■ EXERCISE BRIEF:
Rewrite the data from its start through the line containing "[(263, 100)]", both ends included, with "pixel coordinates" replaced by "image coordinates" and everything else unchanged. Return only those lines, without the pictures.

[Object position labeling data]

- - - - - - -

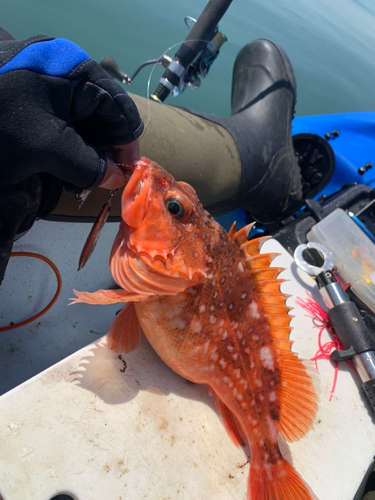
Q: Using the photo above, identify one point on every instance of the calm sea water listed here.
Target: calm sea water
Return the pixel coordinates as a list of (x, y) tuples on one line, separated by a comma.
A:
[(331, 43)]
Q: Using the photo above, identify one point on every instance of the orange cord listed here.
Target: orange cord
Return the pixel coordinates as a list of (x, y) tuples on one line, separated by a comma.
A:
[(56, 296)]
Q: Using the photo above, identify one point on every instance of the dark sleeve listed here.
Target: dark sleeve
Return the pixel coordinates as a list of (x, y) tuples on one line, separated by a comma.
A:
[(57, 107)]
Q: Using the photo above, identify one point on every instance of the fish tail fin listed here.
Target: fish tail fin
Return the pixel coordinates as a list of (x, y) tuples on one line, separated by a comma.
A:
[(105, 297), (277, 482)]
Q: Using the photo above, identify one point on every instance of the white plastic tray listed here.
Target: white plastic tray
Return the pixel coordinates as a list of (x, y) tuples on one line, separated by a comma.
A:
[(86, 428)]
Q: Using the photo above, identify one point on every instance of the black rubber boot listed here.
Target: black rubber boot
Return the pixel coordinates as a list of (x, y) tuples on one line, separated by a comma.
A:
[(263, 100)]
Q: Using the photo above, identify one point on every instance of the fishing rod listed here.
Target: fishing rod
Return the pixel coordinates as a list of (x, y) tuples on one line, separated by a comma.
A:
[(193, 59)]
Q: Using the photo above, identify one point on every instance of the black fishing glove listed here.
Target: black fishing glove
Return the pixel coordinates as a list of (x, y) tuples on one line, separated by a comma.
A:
[(57, 107)]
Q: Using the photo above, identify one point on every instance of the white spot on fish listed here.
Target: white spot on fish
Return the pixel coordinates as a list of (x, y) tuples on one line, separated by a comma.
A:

- - - - - - -

■ ANSWER TO THIS TASK:
Q: Using the photo above, identify one point on every instance of the calm sea water listed here.
Target: calm sea water
Return the image coordinates as a list of (x, y) tuples on one line, separated by a comma.
A:
[(331, 43)]
Q: Using the photo above, identify one point on every instance of the orange cord listed here.
Target: orange cord
Return the image coordinates as a list of (x, y) tuples on one line, separated by a comma.
A:
[(56, 296)]
Q: Using the photo above, identify one point on every instance of the dark sleeve listed here.
Target: dark sleeve
Return the image coordinates as a list of (x, y) tuples on one line, separated by a comma.
A:
[(57, 107)]
Q: Using the photo above, identify one point on every instance of the fish tail fin listed here.
Target: fish tail fin
Return the image coordinates as a list of (x, y) tuples on one line, separated by a comma.
A:
[(105, 297), (277, 482)]
Q: Using the photo above, identify one point on every instance of the white plastic tray listed here.
Target: white plastic tray
Return the image coordinates as a list of (x, y) tuples on one line, separated by a comma.
A:
[(86, 428)]
Q: Using the photo above, identify one point on every instance of the black rubber boot listed here.
Target: black rubber boot
Return the image coordinates as a list of (x, y) tuples on one line, separated by a comma.
A:
[(263, 100)]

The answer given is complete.